=== Задание A ===
Перепечатайте, пожалуйста, из отрывка о сближении России и Франции часть, которая начинается со слов «Эти требования, вдохновленные» и заканчивается словами «к любому другому.».
=== Задание B ===
Какие слова, согласно отрывку о сближении России и Франции, Павел пометил на полях записки Ростопчина?

=== Предоставленный отрывок ===

Итальянский поход 1796–1797 годов 22 страница



Эти требования, вдохновленные старой программой легитимизма, создали затруднения в переговорах. Некоторые из них, как, например, отказ от Египта, были неприемлемы для Бонапарта по чисто личным мотивам: в то время он еще не терял надежды, что в последний момент что-то резко изменит ход вещей в Египте; он еще верил (не имея к тому почти никаких оснований) в своего рода «египетское Маренго» — победу на грани проигрыша. По вполне понятным мотивам к вопросу о Египте Бонапарт был чувствительнее, чем к любому другому.

Бонапарт придавал столь большое значение сближению с Россией, что, притворяясь, будто он не заметил грубости ноты 26 сентября (7 октября), и не входя в детальное обсуждение поставленных требований, он поручил Талейрану ответить на них общим согласием[647]. Расчет оказался верным. Пока Колычев педантично и явно не торопясь обсуждал с Талейраном пункт за пунктом вопросы, каждый из которых порождал множество трудноразрешимых проблем, Бонапарт, не вдаваясь в частности, достигал заметных успехов в главном. Сближение императорской России Павла I с Французской консульской республикой Бонапарта быстро подвигалось вперед: дело шло к союзу двух великих держав, в том не было больше сомнения.

При существенных различиях обоих государств их правители имели и то общее, что охотно готовы были мечтать о грандиозном будущем: было естественным поэтому, что каждое правительство, идя на взаимное сближение, исподволь подготовляло далеко идущие планы. Ростопчин в своей записке, конфирмованной царем 2 октября 1800 года и получившей полное его одобрение («Мастерски писано», — пометил на полях Павел), провозглашал главной задачей внешнеполитического курса сближение с Францией[648]. Но наряду с реальными задачами ближайшего времени записка Ростопчина в неопределенно далекой перспективе рисовала и план раздела Турции между Россией, Францией, Австрией и Пруссией. «Центр сего плана должен быть Бонапарт», — пояснял Ростопчин, оговариваясь, что эту перспективу надо держать в тайне, «не приступая вдруг к открытию настоящих видов сближения с Францией»[649]. Бонапарт в письме к Талейрану от 27 января 1801 года рисовал еще более грандиозные, совершенно фантастические планы организации экспедиций против Ирландии, Бразилии, Индии, Суринама, Тринидада и американских островов, не говоря уже о Средиземноморье[650]. В обоих случаях то были проекты, замыслы далекого будущего, лишенные реальной основы. Они были важны не по своему практическому значению — его не было, а как доказательство склонности правительств обоих государств к империалистической политике, если употреблять этот термин в том широком понимании, которое порой придавал ему В. И. Ленин.

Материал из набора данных
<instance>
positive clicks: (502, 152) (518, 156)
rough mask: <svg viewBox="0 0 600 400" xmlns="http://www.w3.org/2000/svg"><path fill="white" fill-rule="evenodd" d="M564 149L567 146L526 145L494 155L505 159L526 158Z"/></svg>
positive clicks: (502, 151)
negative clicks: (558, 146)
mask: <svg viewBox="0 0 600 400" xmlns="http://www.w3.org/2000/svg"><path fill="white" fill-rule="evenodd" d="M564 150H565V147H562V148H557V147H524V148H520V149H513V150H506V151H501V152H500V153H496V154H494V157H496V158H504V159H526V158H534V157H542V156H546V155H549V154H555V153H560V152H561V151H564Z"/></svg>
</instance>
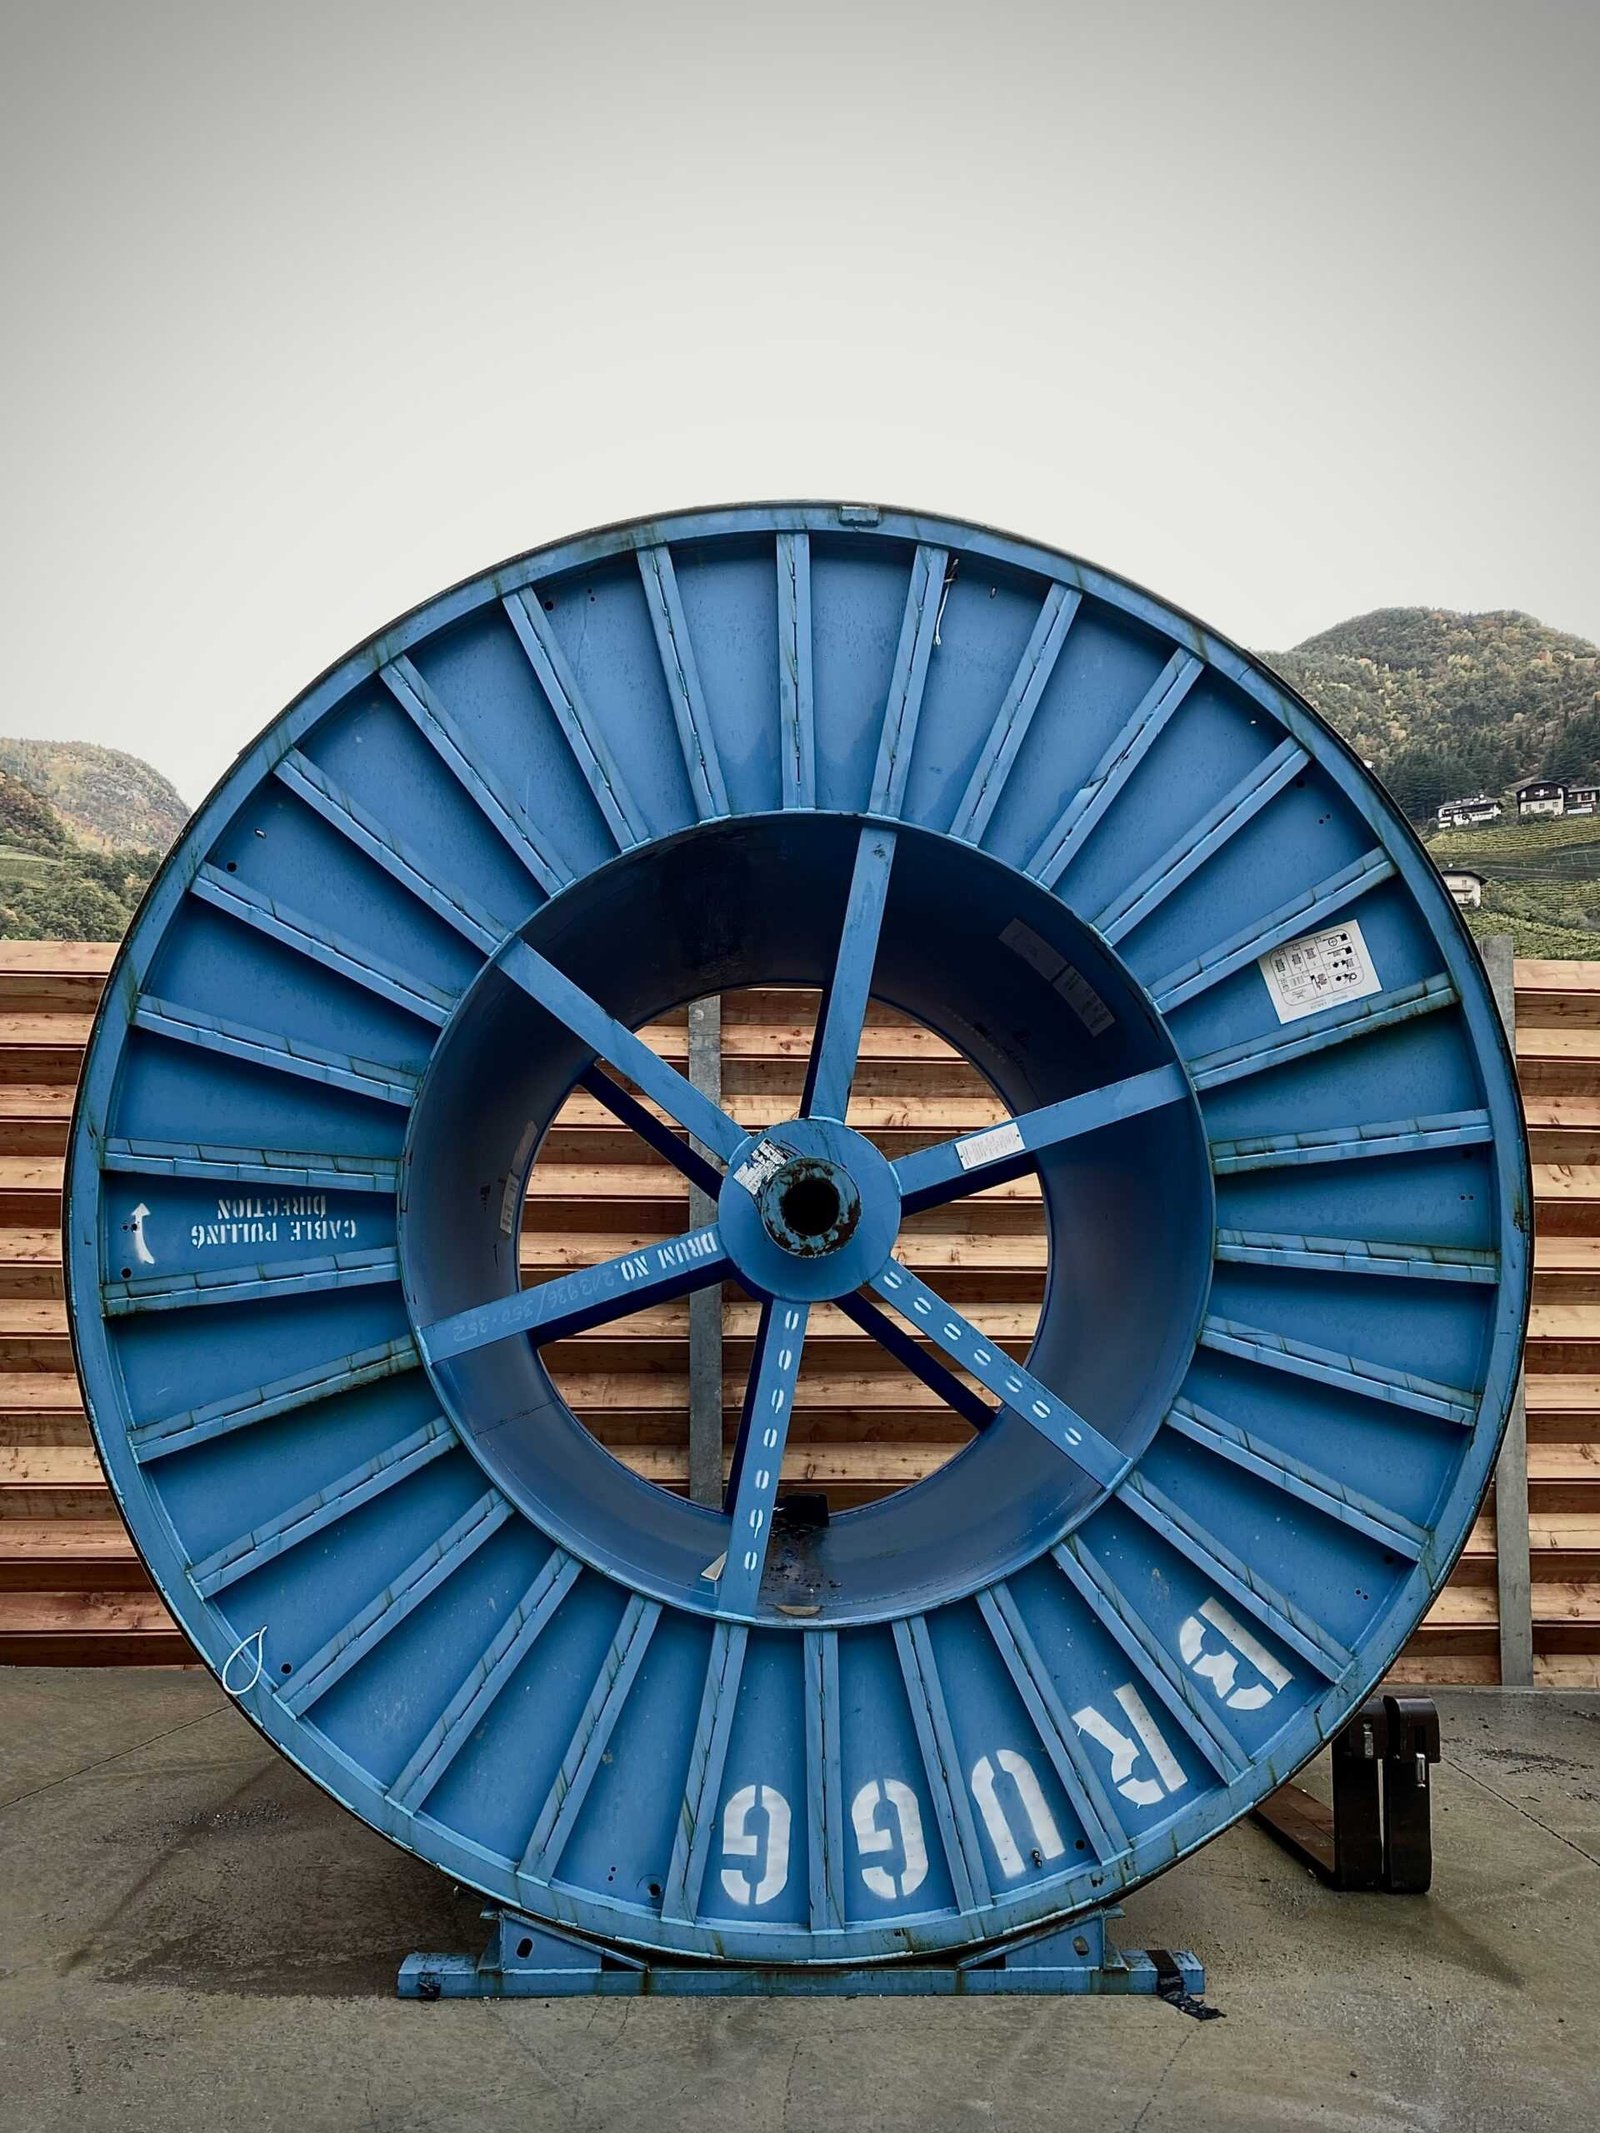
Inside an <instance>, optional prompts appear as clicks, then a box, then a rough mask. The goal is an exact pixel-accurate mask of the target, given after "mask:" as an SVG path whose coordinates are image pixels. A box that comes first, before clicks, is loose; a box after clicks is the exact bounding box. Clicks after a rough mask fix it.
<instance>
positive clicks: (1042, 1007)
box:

=== Ответ к заданию A ===
Эти требования, вдохновленные старой программой легитимизма, создали затруднения в переговорах. Некоторые из них, как, например, отказ от Египта, были неприемлемы для Бонапарта по чисто личным мотивам: в то время он еще не терял надежды, что в последний момент что-то резко изменит ход вещей в Египте; он еще верил (не имея к тому почти никаких оснований) в своего рода «египетское Маренго» — победу на грани проигрыша. По вполне понятным мотивам к вопросу о Египте Бонапарт был чувствительнее, чем к любому другому.

=== Ответ к заданию B ===
Павел пометил на полях: «Мастерски писано».